_EXERCISE AIM:_ Please set down, word for word, the passage of the text on Saint Cyril between "A church council" and "saved the day.", inclusive.

_TEXT SHOWN:_

• • •

He was the Ultimate Adversary
What appears from a modern perspective to be theological hairsplitting and intellectual contortionism was, in the fourth and fifth centuries, the stuff of intense, erudite, and sometimes violent debate. Today’s saint was of that heroic age when the Church, just legalized, came bursting out of her cage like a lion. She had been locked up, roaming her cramped space, half starved and small muscled when, all of a sudden, the door was lifted and the world was hers. There followed two centuries of aggressive debate, sharp criticism, harsh reactions, rough counter reactions, and prolific letter writing until several Church Councils standardized the Church’s basic theology. Saint Cyril was a key actor in this theodrama. He was educated, irascible, strong willed, politically astute, brilliant, and utterly convinced that his theology of Christ was correct. It was. What mattered in the fifth century still matters today.
Saint Cyril was the Patriarch of Alexandria, Egypt, from 412–444 A.D, when it was a major city in the late Roman Empire. The Patriarch of Constantinople as of 428 was a monk from Antioch named Nestorius. He taught that Saint Mary was the Christ-bearer but not the God-bearer. Nestorius is also associated with the related false teaching that there are two hypostatic unions in Jesus Christ, one divine and one human, a theory which locates two persons in the one body of Jesus. Various critics immediately identified the errors in Nestorius’ teachings, but Cyril of Alexandria was the most tenacious in denouncing him. Cyril wrote to the Pope and demanded that the Patriarch of Constantinople either retract his false teaching or be excommunicated.
A church council was called in Ephesus in 431 to settle the matter. The forceful Cyril took total command of the Council’s proceedings, and, after numerous machinations as political as they were theological, the council declared Mary the Mother of God—and Nestorius a heretic. With explicit papal support, Nestorius was removed from his see. Recriminations and counter-recriminations followed, damaging the reputations of all involved. Some regions of Syria followed Nestorius’ teachings and separated from the Church over the question of Christ’s natures. Certain divisions remain even until today. But the teachings of the Council of Ephesus, and the related Council of Chalcedon in 451, dogmatically defined the Church’s Christology for posterity. Cyril and his followers saved the day.

• • •

_DATA PROVIDED:_
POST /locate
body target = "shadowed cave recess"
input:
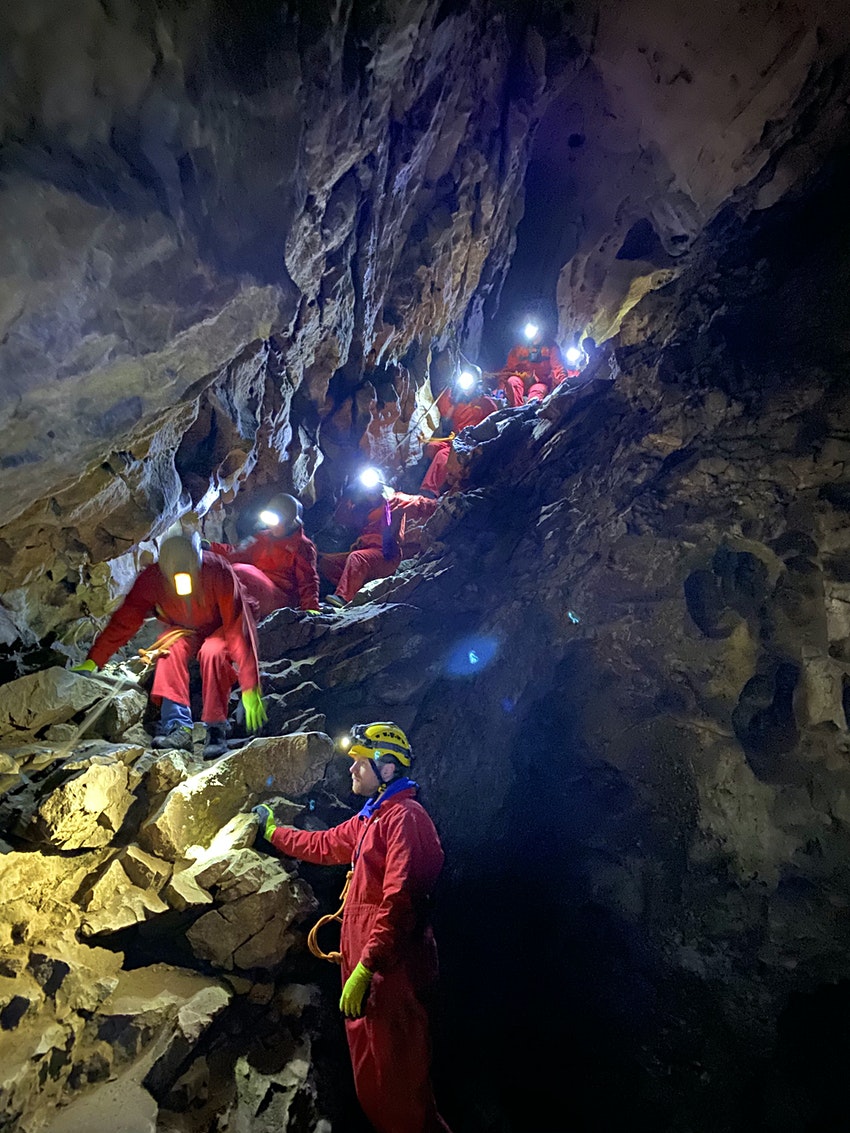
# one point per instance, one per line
(241, 249)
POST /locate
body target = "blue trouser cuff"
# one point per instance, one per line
(175, 715)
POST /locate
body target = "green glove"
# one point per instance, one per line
(268, 825)
(354, 993)
(254, 709)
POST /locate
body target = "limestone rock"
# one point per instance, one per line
(49, 697)
(265, 1101)
(195, 810)
(251, 929)
(88, 808)
(183, 892)
(115, 902)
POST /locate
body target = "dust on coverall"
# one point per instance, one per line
(275, 570)
(397, 859)
(385, 525)
(224, 635)
(544, 365)
(459, 415)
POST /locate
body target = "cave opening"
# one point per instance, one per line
(246, 255)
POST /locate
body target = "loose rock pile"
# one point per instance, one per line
(117, 854)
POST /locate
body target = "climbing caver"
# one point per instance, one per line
(196, 591)
(278, 565)
(388, 952)
(460, 408)
(381, 514)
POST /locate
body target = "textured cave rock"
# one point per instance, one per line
(623, 662)
(194, 245)
(228, 250)
(112, 1003)
(227, 258)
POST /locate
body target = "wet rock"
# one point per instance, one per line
(115, 902)
(195, 810)
(86, 810)
(248, 930)
(265, 1101)
(49, 697)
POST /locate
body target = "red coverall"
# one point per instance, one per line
(224, 635)
(460, 415)
(397, 859)
(275, 571)
(543, 363)
(349, 570)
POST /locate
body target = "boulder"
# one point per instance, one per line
(197, 809)
(51, 696)
(87, 809)
(115, 902)
(251, 929)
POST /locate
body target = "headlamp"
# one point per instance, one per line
(183, 584)
(371, 478)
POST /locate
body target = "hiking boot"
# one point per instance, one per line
(217, 741)
(178, 738)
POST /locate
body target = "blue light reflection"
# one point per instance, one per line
(470, 655)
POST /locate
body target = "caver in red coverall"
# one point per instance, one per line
(457, 415)
(377, 552)
(224, 635)
(397, 859)
(275, 570)
(544, 369)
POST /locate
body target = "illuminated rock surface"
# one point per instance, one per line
(232, 254)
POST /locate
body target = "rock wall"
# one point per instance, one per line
(141, 929)
(623, 662)
(227, 260)
(196, 240)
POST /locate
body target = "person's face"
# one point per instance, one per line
(364, 777)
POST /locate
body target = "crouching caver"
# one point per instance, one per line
(389, 956)
(196, 591)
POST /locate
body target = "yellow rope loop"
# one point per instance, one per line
(333, 957)
(162, 646)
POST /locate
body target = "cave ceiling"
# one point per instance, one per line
(234, 245)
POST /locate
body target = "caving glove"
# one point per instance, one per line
(354, 993)
(268, 826)
(255, 714)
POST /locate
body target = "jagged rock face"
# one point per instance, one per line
(113, 846)
(217, 254)
(212, 229)
(623, 664)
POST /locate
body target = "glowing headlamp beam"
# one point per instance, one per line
(371, 477)
(183, 584)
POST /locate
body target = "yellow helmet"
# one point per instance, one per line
(374, 741)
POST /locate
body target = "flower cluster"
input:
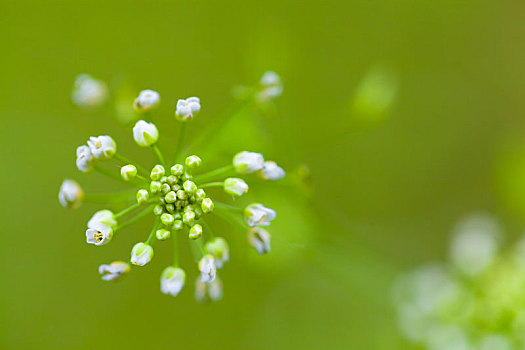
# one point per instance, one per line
(175, 195)
(474, 302)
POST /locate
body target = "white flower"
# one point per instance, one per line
(105, 217)
(147, 100)
(172, 280)
(259, 238)
(271, 171)
(141, 254)
(187, 109)
(102, 147)
(89, 92)
(113, 271)
(220, 250)
(85, 159)
(258, 215)
(248, 162)
(99, 234)
(145, 134)
(207, 268)
(235, 186)
(212, 291)
(70, 194)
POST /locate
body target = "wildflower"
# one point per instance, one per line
(187, 109)
(141, 254)
(145, 134)
(85, 159)
(271, 171)
(235, 186)
(258, 215)
(70, 194)
(207, 268)
(259, 238)
(113, 271)
(172, 280)
(102, 147)
(146, 101)
(248, 162)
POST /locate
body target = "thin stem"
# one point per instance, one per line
(182, 133)
(214, 173)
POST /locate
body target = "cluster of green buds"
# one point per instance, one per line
(174, 195)
(476, 301)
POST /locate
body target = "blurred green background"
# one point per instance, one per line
(408, 115)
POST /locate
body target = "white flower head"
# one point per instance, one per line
(212, 291)
(99, 234)
(172, 280)
(113, 271)
(89, 92)
(248, 162)
(147, 100)
(220, 250)
(207, 268)
(235, 186)
(145, 134)
(85, 159)
(271, 171)
(102, 147)
(187, 109)
(104, 217)
(141, 254)
(259, 238)
(70, 194)
(258, 215)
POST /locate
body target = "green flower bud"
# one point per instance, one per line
(167, 219)
(177, 169)
(195, 232)
(157, 172)
(188, 217)
(207, 205)
(162, 234)
(171, 197)
(142, 196)
(128, 172)
(193, 162)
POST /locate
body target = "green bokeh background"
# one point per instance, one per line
(387, 189)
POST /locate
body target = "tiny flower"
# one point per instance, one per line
(147, 100)
(257, 214)
(195, 232)
(162, 234)
(207, 205)
(89, 92)
(207, 268)
(113, 271)
(142, 196)
(141, 254)
(187, 108)
(248, 162)
(193, 162)
(85, 159)
(157, 172)
(70, 194)
(128, 172)
(104, 217)
(259, 238)
(172, 280)
(235, 186)
(220, 250)
(102, 147)
(271, 171)
(99, 234)
(145, 134)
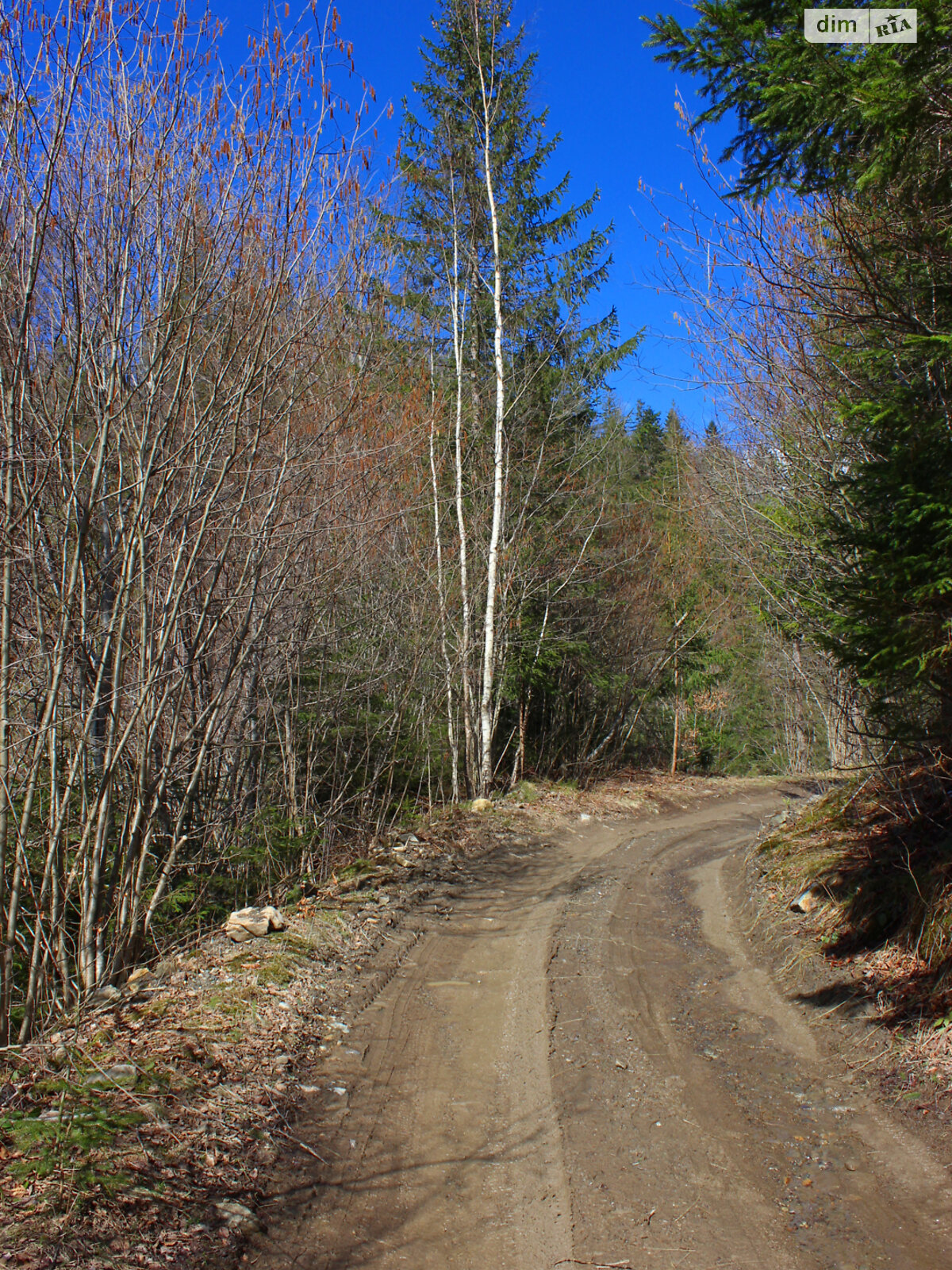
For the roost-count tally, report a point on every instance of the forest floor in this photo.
(582, 1029)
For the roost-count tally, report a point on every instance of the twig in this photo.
(301, 1145)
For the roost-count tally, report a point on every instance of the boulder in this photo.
(122, 1075)
(251, 922)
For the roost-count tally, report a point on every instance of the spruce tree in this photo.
(866, 129)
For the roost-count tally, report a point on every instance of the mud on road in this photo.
(584, 1064)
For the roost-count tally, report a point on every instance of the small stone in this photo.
(238, 1217)
(806, 901)
(139, 981)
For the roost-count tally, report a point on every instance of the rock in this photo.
(122, 1075)
(806, 901)
(236, 933)
(238, 1217)
(139, 981)
(254, 922)
(409, 840)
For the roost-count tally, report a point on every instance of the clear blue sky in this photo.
(615, 110)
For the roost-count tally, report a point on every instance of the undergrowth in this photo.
(876, 852)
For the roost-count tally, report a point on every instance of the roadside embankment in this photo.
(850, 902)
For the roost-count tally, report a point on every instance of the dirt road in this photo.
(582, 1064)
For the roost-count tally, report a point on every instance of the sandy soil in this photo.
(581, 1062)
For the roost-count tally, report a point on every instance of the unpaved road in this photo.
(582, 1064)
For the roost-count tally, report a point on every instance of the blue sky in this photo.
(615, 108)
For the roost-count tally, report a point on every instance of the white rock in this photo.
(238, 1217)
(247, 922)
(124, 1075)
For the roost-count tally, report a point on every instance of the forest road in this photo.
(583, 1064)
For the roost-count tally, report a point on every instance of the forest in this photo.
(317, 508)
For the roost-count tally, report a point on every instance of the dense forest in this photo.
(317, 510)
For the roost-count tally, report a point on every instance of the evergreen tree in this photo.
(866, 129)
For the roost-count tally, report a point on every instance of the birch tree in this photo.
(495, 275)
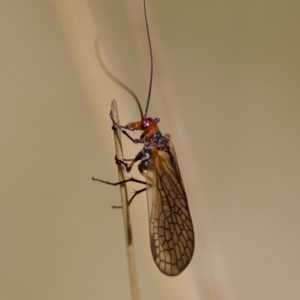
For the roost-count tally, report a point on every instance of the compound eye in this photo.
(145, 123)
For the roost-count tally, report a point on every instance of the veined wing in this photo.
(171, 227)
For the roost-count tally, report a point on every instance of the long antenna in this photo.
(114, 78)
(151, 61)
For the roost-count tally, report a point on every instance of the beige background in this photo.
(226, 87)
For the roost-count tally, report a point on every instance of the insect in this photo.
(170, 223)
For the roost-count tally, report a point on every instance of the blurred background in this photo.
(226, 87)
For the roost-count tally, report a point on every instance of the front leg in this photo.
(122, 129)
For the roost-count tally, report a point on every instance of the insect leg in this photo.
(122, 129)
(133, 196)
(120, 182)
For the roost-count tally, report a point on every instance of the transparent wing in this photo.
(171, 227)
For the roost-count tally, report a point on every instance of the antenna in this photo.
(114, 78)
(151, 60)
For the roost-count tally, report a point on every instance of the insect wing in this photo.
(171, 227)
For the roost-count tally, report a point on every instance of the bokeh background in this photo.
(226, 87)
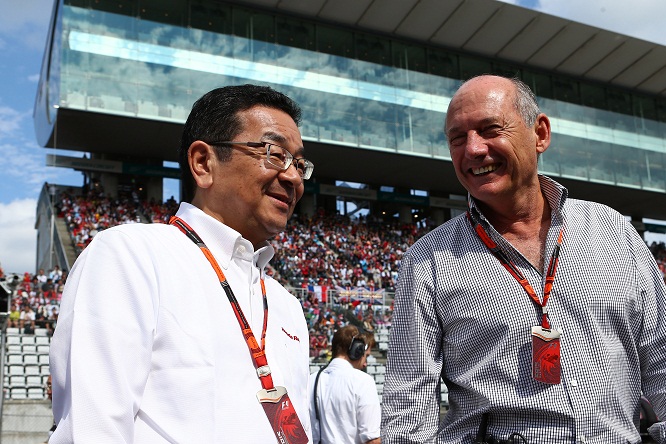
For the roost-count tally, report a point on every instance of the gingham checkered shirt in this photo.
(460, 315)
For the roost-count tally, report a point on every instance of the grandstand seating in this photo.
(26, 364)
(327, 252)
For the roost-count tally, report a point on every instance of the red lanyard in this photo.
(257, 352)
(517, 274)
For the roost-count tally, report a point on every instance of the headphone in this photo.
(357, 348)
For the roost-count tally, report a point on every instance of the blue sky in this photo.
(23, 27)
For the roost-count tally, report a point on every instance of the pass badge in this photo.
(282, 416)
(546, 365)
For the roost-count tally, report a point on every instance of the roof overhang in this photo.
(498, 30)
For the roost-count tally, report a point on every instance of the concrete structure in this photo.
(374, 78)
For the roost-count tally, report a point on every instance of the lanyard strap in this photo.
(515, 271)
(256, 352)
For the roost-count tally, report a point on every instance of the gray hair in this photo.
(525, 102)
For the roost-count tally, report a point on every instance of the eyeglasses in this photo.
(278, 157)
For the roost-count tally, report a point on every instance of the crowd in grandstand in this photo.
(36, 300)
(323, 255)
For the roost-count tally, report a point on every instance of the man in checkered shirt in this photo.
(542, 314)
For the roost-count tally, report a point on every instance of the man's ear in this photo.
(542, 133)
(201, 158)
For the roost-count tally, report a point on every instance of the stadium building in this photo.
(374, 78)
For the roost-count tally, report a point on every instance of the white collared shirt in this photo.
(349, 408)
(148, 349)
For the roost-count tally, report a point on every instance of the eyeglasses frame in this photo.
(289, 158)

• • •

_OUTPUT BELOW:_
A church council was called in Ephesus in 431 to settle the matter. The forceful Cyril took total command of the Council’s proceedings, and, after numerous machinations as political as they were theological, the council declared Mary the Mother of God—and Nestorius a heretic. With explicit papal support, Nestorius was removed from his see. Recriminations and counter-recriminations followed, damaging the reputations of all involved. Some regions of Syria followed Nestorius’ teachings and separated from the Church over the question of Christ’s natures. Certain divisions remain even until today. But the teachings of the Council of Ephesus, and the related Council of Chalcedon in 451, dogmatically defined the Church’s Christology for posterity. Cyril and his followers saved the day.